### ТЕКСТ ДОКУМЕНТА ###

Хемингуэй
Шрифт:
Что касается личной жизни известного писателя (известного кому?), то Хедли разводится со мной. Я передал ей все имеющиеся деньги, а также все полученные и предстоящие гонорары за „Солнце“.
Ем раз в день и, если очень устаю, сплю — последнее время работал как проклятый — и вообще начинаю жизнь беднее, чем я помню себя с тех пор, как мне стукнуло четырнадцать. Моя покупная способность зависит от того, сколько рассказов покупает „Скрибнерс“. <…> Как бы там ни было, я вошел в колею, и выбить из нее меня могут только чрезвычайные обстоятельства, которые, надеюсь, не возникнут. Я обошелся без включения газа или вскрытия вен стерилизованной безопасной бритвой. Продолжаю жить в присущей мне манере сукина сына sans peur er sans rapproche! [27]
27
Без страха и упрека (фр.).

###

- ЗАДАЧА
Кому, согласно тексту документа, переданы все имеющиеся деньги и гонорары за „Солнце“?

### ИСХОДНЫЕ ДАННЫЕ ###

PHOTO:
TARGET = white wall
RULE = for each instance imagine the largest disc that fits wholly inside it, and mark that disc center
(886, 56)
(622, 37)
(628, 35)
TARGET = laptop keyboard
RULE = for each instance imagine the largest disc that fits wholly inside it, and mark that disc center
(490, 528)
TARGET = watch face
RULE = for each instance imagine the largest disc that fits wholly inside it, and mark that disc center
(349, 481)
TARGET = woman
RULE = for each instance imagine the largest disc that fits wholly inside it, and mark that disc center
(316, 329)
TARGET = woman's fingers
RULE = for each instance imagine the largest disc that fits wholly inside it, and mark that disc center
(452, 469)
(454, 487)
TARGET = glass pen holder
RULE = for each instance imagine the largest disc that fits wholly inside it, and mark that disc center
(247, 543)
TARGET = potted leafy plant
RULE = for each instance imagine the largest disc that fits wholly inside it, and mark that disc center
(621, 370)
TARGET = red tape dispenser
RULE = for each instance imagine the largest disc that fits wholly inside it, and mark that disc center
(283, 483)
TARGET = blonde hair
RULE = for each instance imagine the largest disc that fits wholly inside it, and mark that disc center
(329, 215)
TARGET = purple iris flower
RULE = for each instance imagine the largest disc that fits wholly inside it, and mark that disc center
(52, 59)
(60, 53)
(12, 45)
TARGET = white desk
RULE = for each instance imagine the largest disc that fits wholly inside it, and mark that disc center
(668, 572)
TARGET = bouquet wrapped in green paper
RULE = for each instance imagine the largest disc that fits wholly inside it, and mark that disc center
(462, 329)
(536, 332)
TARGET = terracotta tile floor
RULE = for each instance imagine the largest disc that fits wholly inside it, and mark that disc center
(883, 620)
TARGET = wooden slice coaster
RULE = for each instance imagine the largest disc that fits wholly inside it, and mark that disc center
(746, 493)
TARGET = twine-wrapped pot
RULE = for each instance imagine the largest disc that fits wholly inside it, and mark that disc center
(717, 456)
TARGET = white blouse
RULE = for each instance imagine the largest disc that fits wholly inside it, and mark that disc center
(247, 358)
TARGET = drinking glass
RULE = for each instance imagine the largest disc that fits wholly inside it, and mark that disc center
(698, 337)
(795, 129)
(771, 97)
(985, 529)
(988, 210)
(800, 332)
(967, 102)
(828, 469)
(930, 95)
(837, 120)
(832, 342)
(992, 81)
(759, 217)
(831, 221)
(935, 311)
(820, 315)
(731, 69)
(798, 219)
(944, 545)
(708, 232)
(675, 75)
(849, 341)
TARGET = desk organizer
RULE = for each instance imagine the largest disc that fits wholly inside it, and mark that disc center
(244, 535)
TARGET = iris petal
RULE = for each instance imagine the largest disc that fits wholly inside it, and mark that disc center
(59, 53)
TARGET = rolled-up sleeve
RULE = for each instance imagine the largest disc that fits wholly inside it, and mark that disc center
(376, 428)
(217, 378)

###

- ОТВЕТ К ЗАДАЧЕ
Хедли.